● EXERCISE OBJECTIVE: Copy all the entries below exactly, but not the pictures.

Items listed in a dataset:

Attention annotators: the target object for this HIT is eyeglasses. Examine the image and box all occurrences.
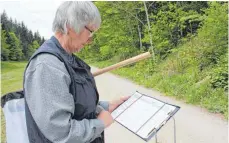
[85,26,94,37]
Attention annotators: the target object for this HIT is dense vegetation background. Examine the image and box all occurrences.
[78,1,228,117]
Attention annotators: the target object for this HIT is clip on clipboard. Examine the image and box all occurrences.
[111,91,180,142]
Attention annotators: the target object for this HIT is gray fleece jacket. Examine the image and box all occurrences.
[24,53,109,143]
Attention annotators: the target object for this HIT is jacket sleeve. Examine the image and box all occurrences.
[24,54,105,143]
[98,101,109,111]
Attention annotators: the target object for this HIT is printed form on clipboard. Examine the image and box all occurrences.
[111,91,180,142]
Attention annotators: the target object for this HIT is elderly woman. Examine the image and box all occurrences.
[24,2,127,143]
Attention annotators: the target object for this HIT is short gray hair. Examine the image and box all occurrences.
[52,1,101,34]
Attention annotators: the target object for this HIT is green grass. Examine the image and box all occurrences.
[90,58,228,119]
[1,61,27,143]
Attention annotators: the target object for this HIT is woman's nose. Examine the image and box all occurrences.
[86,37,93,44]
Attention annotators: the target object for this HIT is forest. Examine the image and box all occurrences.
[1,11,45,61]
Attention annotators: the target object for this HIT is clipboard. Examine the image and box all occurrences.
[111,91,180,142]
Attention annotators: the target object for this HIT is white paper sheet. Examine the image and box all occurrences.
[111,92,142,119]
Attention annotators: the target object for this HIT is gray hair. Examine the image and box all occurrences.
[52,1,101,34]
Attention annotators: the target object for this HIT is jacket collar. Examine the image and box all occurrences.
[50,36,91,71]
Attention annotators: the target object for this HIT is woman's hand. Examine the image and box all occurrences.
[97,110,114,128]
[108,96,130,113]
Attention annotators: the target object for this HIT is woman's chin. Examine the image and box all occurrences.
[76,47,83,52]
[73,45,83,53]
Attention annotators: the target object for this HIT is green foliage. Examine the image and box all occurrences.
[100,45,112,60]
[7,32,23,61]
[1,29,10,61]
[210,67,228,91]
[143,2,204,59]
[197,2,228,67]
[27,40,40,59]
[210,54,228,91]
[1,11,45,61]
[195,2,228,90]
[84,2,141,61]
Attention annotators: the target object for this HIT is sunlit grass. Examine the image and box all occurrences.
[1,61,27,143]
[91,58,228,119]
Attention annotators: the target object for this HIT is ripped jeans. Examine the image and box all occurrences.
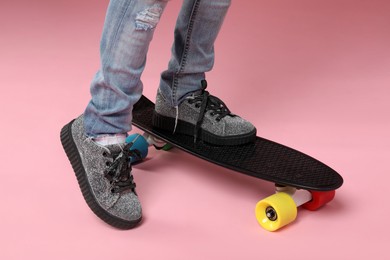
[84,0,231,137]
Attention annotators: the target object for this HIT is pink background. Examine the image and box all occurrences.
[1,0,389,259]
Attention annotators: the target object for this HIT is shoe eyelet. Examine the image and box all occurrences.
[215,118,221,122]
[106,161,111,166]
[195,104,200,108]
[102,152,107,157]
[210,112,215,116]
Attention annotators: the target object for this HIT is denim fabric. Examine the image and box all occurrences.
[84,0,231,137]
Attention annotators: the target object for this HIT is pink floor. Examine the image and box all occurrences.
[1,0,389,259]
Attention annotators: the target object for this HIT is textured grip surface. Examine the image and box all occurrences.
[133,96,343,191]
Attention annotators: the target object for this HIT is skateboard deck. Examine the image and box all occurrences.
[132,95,343,191]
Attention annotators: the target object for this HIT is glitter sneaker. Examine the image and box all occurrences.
[153,80,256,145]
[60,115,142,229]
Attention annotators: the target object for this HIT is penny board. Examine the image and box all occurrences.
[132,95,343,191]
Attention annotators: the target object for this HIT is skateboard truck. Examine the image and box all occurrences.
[142,133,173,151]
[255,185,335,231]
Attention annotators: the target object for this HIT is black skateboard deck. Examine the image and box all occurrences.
[132,95,343,191]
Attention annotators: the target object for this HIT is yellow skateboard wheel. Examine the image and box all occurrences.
[255,192,297,231]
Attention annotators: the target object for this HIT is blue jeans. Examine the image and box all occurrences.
[84,0,231,137]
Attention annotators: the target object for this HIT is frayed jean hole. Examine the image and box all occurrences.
[135,4,163,31]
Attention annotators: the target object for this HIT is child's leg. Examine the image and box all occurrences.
[159,0,231,106]
[85,0,169,138]
[61,0,169,229]
[155,0,257,146]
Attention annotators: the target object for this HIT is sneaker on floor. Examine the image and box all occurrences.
[60,115,142,229]
[153,80,256,146]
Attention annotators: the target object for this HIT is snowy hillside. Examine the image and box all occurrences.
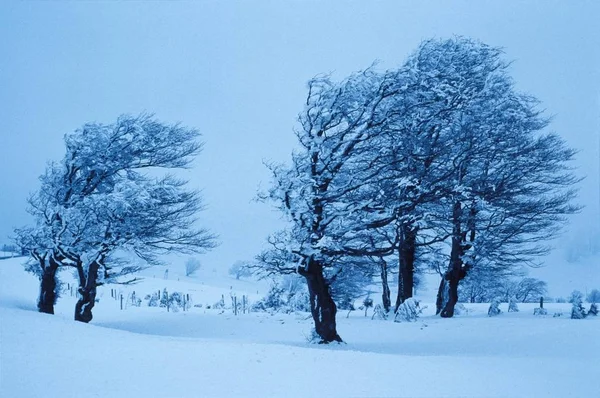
[1,257,599,398]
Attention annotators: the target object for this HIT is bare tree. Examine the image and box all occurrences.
[185,257,202,277]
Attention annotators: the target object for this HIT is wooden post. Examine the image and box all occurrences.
[234,296,237,315]
[120,294,123,310]
[540,296,544,309]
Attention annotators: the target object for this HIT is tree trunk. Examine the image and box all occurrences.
[436,277,448,314]
[440,201,470,318]
[379,258,391,313]
[74,260,99,323]
[38,256,60,314]
[298,258,342,343]
[395,225,417,312]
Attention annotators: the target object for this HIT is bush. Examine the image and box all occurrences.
[146,292,160,307]
[394,298,422,322]
[488,298,502,317]
[251,281,310,314]
[588,303,598,316]
[533,307,547,316]
[508,297,519,312]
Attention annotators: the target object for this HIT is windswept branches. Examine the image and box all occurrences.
[16,114,216,320]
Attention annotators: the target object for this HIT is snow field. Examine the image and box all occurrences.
[1,257,599,397]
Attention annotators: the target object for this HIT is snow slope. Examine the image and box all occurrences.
[1,257,599,397]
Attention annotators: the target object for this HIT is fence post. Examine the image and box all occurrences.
[120,294,123,310]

● SOLUTION:
Attention annotators: the target object for this HIT is eyeglasses. Examine the image and box all occurrences.
[85,26,94,37]
Attention annotators: the target object for this HIT is dense vegetation background. Examine the image and box all occurrences.
[78,1,228,117]
Attention annotators: the target object for this HIT is clip on clipboard. Examine the image and box all occurrences.
[111,91,180,142]
Attention annotators: the target object for this HIT is gray fleece jacket. Examine the image and box all occurrences.
[24,53,109,143]
Attention annotators: the target object for this HIT is jacket sleeve. Examine the image and box all occurrences.
[24,54,105,143]
[98,101,109,111]
Attention annotators: the target object for this HIT is printed form on clipboard. Examine the image and box all occurrences.
[111,91,180,142]
Attention annotators: the target object for this HIT is elderly woman. Examine the image and box all occurrences.
[24,2,127,143]
Attention annotators: the target object for this HIT is short gray hair. Examine the image and box all occurrences.
[52,1,101,34]
Attention annotators: the target object for this HIT is green grass. Examine the image and box all occurrences.
[90,58,228,119]
[1,61,27,143]
Attention annotators: the target object for this HIT is woman's nose. Examine the image and box all occurrences.
[86,37,93,44]
Attention annotators: the target object for this HIT is forest. Examine the image and box all occurrences.
[1,11,45,61]
Attention annotators: the target object for this HIT is clipboard. Examine the image and box all occurrences.
[111,91,180,142]
Attention annotators: the target object for this HIT is white paper sheet. Examine the image and box all occurrences.
[111,92,142,119]
Attention annotators: the target object for this HIT is gray hair. Examine the image and box all occurrences.
[52,1,101,34]
Attention annotators: the target object for this HIT is jacket collar. Examine the image and box all occurrences.
[50,36,91,71]
Attention annotators: the target object for this HIT is woman's hand. Examine the image and box all occurrences.
[97,110,114,128]
[108,96,130,113]
Attention annotators: the target object for this HIT is woman's chin. Examine the image and box all occurrences.
[76,47,83,52]
[73,45,83,53]
Attention annotators: the target object for this HIT is green foliage. Examine the image and box all occurrences.
[100,45,112,60]
[7,32,23,61]
[1,29,10,61]
[210,67,228,91]
[143,2,204,59]
[197,2,228,67]
[27,40,40,59]
[210,54,228,91]
[1,11,45,61]
[195,2,228,90]
[84,2,141,61]
Attention annotators: the target object for this HIT is sunlit grass. Examine the image and box all occurrences.
[1,61,27,143]
[91,58,228,119]
Attention annotators: the target object for this HIT is ripped jeans. Examine the image and box all occurrences.
[84,0,231,137]
Attention annotators: the target object for this HIT is pink background. Examine the image and box all occurrences.
[1,0,389,259]
Attention annotators: the target object for this HIT is shoe eyelet. Examine the image and box all occurrences.
[215,118,221,122]
[106,161,111,166]
[195,104,200,108]
[102,152,107,157]
[210,112,215,116]
Attention annotators: the target object for this HIT is denim fabric. Examine the image and box all occurrences.
[84,0,231,137]
Attention annotators: the target object for this HIT is pink floor. Examine the image and box all occurrences.
[1,0,389,259]
Attention annotators: the target object for this HIT is textured grip surface. Examine the image and box all occurrences.
[133,96,343,191]
Attention annotators: the target object for this HIT is skateboard deck. Examine the image and box all occurrences.
[132,95,343,191]
Attention annotators: the target object for this HIT is glitter sneaker. Examine the image and box all occurrences.
[153,80,256,145]
[60,115,142,229]
Attention annotators: the target object for this HIT is penny board. Examine the image and box all occurrences.
[132,95,343,191]
Attention annotators: the target object for this HIT is skateboard truck. Examine the image and box all occurrences.
[142,133,173,151]
[255,185,335,231]
Attention annotators: the target object for this HIT is black skateboard deck. Examine the image and box all occurrences.
[132,95,343,191]
Attention annotators: the target object for this HIT is yellow skateboard wheel. Examine the image and box all occurrences.
[255,192,297,231]
Attention annotators: the target object for this HIT is blue jeans. Examine the image and box all occurrences.
[84,0,231,137]
Attention annotators: the target object for this HIT is frayed jean hole. Examine the image and box all occurrences.
[135,4,163,31]
Attention annotators: the target object for this HIT is child's leg. Examine the image and box all occurrences.
[159,0,231,106]
[85,0,169,138]
[61,0,169,229]
[155,0,257,146]
Attention annotators: the target object for this HIT is sneaker on floor. Examine the image and box all occurrences.
[60,115,142,229]
[153,80,256,146]
Attention annotators: the target object for this HIT is snowy hillside. Examine the image and box all occurrences.
[1,257,599,398]
Attention annotators: the target object for this HIT is bare tree. Examine the image and box all occurrences.
[185,257,202,277]
Attention annotators: the target object for this HIT is wooden post. Examine the image and box all occurrences.
[234,296,237,315]
[120,294,123,310]
[540,296,544,309]
Attention annotators: the target object for this HIT is tree trunk. Examine the image and box all occurrences.
[436,277,448,314]
[440,201,470,318]
[379,258,391,313]
[74,260,99,323]
[38,256,60,314]
[298,258,342,343]
[395,225,417,312]
Attention annotators: the target object for this HIT is bush. Examine the image and box all occurrences.
[146,292,160,307]
[394,298,422,322]
[488,298,502,317]
[251,281,310,314]
[588,303,598,316]
[533,307,547,316]
[508,297,519,312]
Attention annotators: the target object for this HIT is windswept branches. Examine the image and box all occurrences.
[16,114,216,320]
Attention annotators: the target object for this HIT is snow field. Examine the image and box all occurrences.
[1,257,599,397]
Attention annotators: the target object for this HIT is snow slope. Examine the image and box all occurrences.
[1,257,599,397]
Attention annotators: the target object for this HIT is fence post. Examine the image and box all occurrences.
[120,294,123,310]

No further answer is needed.